Return, exactly, the line that contains "Where can the concrete" together with all lines after it to the end of the entries, and no further lines.

• Records provided:
+ + +

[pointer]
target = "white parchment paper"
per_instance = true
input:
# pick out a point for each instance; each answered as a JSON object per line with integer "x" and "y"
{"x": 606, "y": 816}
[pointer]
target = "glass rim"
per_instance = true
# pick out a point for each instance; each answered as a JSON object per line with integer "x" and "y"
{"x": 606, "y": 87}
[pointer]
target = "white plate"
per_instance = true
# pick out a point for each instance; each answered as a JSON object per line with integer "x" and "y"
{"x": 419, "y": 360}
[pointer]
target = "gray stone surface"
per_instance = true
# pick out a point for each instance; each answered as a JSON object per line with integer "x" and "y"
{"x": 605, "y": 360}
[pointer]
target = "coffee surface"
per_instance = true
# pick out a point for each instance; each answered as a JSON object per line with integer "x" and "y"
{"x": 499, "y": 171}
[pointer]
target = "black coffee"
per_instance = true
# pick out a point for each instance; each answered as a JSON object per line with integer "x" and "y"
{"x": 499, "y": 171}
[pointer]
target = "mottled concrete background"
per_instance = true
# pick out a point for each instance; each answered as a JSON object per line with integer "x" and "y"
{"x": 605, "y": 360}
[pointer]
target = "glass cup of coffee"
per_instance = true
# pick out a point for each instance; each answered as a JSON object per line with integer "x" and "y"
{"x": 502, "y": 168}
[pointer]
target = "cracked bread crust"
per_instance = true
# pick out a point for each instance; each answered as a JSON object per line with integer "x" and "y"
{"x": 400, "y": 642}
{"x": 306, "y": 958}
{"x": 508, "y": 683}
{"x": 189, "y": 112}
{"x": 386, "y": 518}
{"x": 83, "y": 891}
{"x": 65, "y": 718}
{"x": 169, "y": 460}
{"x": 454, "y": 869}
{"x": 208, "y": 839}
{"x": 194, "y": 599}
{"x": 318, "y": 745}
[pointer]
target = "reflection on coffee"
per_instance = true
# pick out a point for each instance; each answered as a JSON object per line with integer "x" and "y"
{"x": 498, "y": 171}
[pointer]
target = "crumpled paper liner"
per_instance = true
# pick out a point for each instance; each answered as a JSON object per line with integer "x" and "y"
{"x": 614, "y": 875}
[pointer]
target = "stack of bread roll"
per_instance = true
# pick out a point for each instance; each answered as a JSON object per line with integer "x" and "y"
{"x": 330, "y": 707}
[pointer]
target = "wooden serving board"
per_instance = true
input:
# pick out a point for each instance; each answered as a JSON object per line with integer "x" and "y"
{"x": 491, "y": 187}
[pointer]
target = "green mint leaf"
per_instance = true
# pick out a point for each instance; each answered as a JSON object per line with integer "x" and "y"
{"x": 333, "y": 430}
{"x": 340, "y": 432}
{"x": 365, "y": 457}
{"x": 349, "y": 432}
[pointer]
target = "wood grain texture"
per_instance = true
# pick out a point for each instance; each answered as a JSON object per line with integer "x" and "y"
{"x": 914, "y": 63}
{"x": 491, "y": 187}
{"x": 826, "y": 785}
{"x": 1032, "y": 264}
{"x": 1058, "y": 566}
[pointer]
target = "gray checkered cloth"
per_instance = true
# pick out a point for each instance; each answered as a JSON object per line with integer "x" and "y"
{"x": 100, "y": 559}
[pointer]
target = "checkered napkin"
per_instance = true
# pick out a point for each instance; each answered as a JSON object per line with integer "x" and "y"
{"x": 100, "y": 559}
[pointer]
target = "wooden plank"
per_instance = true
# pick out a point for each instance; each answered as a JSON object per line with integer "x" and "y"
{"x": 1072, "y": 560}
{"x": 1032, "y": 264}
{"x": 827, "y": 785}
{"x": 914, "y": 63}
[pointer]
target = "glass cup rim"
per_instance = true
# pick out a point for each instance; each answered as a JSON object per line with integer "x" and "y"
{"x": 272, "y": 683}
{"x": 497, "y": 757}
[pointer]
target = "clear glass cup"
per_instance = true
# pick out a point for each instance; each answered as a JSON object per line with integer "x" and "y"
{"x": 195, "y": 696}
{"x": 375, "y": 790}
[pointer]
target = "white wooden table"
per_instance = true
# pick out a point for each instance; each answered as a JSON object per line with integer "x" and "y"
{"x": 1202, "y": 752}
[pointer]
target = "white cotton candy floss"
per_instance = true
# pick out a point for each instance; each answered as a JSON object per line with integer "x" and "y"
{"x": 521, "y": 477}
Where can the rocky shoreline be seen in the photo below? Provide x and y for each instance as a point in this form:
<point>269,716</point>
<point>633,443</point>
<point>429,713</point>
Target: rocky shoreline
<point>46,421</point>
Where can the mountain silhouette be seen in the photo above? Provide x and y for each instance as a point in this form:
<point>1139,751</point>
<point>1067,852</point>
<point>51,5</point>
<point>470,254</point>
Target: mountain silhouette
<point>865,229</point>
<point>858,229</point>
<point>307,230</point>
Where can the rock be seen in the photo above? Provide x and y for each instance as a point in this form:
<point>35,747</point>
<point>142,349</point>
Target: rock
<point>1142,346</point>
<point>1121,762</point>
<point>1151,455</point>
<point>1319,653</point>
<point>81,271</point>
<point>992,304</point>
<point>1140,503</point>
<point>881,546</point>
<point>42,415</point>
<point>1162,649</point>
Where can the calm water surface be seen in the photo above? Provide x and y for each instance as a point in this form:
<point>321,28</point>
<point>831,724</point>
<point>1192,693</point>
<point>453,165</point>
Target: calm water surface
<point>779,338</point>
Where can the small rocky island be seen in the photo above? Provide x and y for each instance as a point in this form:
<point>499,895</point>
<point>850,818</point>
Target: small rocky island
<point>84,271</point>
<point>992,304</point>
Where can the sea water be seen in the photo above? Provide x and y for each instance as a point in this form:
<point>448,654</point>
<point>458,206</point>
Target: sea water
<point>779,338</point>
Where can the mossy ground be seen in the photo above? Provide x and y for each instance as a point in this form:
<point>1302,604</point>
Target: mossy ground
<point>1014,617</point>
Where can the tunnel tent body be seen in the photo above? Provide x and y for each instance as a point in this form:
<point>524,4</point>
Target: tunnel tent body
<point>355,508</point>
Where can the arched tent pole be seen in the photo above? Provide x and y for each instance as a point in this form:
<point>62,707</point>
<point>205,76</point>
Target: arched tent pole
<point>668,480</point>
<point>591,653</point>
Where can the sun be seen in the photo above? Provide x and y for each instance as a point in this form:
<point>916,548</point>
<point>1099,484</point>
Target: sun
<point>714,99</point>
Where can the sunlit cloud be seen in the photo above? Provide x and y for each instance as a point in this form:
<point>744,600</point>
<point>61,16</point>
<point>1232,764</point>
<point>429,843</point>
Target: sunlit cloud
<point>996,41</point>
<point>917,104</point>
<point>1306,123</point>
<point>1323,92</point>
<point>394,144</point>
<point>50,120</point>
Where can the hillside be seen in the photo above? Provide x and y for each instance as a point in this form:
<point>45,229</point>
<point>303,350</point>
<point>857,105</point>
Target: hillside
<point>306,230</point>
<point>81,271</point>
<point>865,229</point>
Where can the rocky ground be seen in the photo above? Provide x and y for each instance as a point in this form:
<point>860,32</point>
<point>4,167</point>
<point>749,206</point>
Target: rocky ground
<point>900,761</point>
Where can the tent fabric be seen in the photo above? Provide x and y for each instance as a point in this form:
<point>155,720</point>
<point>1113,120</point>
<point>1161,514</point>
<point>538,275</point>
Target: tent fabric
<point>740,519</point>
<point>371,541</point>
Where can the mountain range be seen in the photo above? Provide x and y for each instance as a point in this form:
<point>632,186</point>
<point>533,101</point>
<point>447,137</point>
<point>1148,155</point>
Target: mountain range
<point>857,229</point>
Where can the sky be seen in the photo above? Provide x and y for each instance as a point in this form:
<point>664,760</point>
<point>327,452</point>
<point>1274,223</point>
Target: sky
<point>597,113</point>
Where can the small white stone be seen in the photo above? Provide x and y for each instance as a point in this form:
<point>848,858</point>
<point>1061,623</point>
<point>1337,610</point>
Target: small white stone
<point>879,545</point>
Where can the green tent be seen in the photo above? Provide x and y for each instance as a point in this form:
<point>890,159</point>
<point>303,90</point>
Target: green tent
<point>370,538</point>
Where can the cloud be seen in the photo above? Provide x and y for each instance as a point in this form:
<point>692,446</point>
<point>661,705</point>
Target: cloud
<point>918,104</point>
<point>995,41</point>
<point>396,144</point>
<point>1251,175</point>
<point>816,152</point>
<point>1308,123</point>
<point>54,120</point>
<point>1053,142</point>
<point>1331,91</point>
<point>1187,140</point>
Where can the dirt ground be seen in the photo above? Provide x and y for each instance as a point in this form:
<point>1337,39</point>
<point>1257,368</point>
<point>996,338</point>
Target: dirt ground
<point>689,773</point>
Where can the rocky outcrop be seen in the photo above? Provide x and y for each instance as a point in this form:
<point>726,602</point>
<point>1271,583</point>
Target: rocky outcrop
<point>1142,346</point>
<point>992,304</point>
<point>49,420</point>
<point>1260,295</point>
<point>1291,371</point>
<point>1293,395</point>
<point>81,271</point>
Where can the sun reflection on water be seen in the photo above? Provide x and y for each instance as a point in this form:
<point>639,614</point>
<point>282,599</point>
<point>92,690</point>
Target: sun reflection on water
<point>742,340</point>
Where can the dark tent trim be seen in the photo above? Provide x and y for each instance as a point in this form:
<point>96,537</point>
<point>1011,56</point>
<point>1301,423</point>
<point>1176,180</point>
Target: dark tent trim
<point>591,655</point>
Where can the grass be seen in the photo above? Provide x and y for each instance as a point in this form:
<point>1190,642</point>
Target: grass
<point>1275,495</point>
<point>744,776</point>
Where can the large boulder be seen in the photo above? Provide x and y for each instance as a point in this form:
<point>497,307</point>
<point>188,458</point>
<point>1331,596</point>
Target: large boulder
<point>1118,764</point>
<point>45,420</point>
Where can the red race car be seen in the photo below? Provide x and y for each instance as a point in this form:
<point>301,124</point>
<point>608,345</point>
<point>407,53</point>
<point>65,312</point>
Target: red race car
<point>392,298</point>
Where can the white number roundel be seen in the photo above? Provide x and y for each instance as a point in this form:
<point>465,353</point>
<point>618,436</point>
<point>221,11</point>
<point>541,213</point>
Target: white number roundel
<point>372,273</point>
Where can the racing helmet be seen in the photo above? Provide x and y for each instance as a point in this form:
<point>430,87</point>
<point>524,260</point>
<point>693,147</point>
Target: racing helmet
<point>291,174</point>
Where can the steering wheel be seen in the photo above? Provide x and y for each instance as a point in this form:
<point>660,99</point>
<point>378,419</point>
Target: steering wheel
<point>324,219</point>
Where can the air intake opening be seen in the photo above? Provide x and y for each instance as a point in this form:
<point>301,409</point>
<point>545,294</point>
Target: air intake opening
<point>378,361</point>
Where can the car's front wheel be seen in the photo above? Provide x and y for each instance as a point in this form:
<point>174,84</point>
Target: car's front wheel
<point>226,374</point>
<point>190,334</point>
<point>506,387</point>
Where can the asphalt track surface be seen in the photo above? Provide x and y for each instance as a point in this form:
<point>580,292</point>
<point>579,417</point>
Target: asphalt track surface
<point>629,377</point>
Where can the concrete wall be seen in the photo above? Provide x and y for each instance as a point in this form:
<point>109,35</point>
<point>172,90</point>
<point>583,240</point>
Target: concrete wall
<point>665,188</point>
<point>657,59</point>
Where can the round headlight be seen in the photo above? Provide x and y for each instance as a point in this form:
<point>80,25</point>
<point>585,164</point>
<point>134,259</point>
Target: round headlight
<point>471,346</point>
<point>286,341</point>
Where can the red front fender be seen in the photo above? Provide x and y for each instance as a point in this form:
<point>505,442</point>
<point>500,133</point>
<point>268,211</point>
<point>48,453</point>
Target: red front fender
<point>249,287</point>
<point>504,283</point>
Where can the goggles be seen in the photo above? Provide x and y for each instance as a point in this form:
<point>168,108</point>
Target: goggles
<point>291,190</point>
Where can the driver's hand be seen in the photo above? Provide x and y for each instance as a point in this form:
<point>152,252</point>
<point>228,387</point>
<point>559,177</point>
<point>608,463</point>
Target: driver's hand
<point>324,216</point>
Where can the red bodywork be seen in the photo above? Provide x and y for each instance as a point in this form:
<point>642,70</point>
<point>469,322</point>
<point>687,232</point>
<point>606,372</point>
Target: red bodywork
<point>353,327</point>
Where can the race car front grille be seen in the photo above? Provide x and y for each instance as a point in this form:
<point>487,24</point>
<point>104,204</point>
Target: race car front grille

+ + +

• Output:
Where can the concrete wall be seen in the photo above? Provide x and y for each instance as a point in this form:
<point>109,35</point>
<point>172,90</point>
<point>583,240</point>
Target: concrete wall
<point>665,188</point>
<point>657,59</point>
Where can the round headlight be seen in the photo above? Provide x and y for each instance as a point in this form:
<point>80,25</point>
<point>585,164</point>
<point>134,259</point>
Target: round headlight
<point>471,346</point>
<point>286,341</point>
Where can the red front fender be seen in the photo above? Provide x and y for each instance as a point in this form:
<point>505,442</point>
<point>500,133</point>
<point>268,211</point>
<point>48,453</point>
Target: red front fender
<point>249,287</point>
<point>504,283</point>
Where can the goggles be seen in the photo above? Provide x and y for each instance as a point in this form:
<point>168,108</point>
Target: goggles
<point>291,190</point>
Where can the driver's hand be seen in the photo above? Provide x and y for each instance as a point in this form:
<point>152,252</point>
<point>228,387</point>
<point>559,177</point>
<point>608,463</point>
Target: driver's hand
<point>324,216</point>
Where can the red bodywork be seen in the photo above? Provide x and y for each instance as a point in this form:
<point>642,70</point>
<point>469,322</point>
<point>687,232</point>
<point>606,372</point>
Target: red bodywork
<point>353,327</point>
Where can the race car front grille be seen in the photo above? Provide x and y for each instance as a point in this form:
<point>487,24</point>
<point>104,204</point>
Target: race car front grille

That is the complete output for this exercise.